## Work task:
Would you retype, word for word, the line with "Target: man's mouth" and each line after it to the end of the entries below, leaving the pictures out?

## Supplied material:
——————

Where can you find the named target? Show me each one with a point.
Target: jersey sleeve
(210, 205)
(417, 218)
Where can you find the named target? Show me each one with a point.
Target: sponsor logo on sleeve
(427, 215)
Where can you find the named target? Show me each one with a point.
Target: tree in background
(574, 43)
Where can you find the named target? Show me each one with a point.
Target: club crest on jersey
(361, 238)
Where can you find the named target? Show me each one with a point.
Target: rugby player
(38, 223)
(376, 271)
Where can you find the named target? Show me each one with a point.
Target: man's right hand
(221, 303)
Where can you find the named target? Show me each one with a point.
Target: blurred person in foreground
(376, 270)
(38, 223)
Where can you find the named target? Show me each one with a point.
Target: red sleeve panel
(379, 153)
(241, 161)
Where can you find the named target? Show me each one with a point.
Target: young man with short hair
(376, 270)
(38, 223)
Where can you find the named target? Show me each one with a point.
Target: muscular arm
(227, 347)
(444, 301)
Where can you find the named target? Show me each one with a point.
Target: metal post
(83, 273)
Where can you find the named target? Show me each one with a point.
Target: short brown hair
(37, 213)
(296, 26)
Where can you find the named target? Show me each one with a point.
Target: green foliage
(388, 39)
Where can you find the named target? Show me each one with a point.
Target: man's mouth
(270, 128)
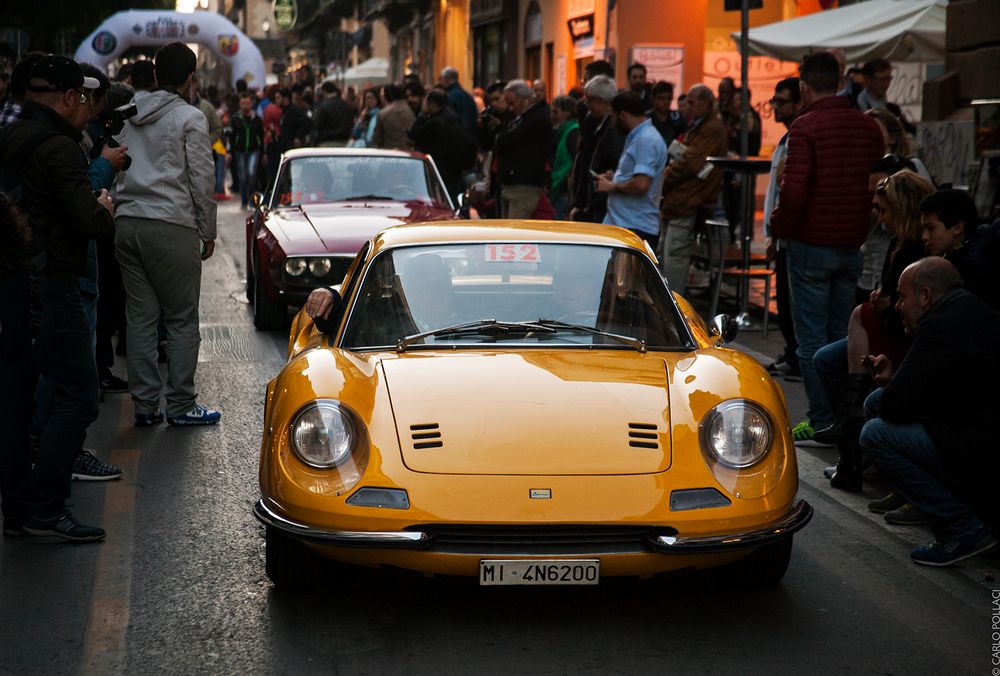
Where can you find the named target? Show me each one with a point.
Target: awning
(898, 30)
(373, 71)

——————

## Solution:
Target: man's mouth
(270, 128)
Where can you find the named target? Show me each one with a point.
Target: awning
(898, 30)
(373, 71)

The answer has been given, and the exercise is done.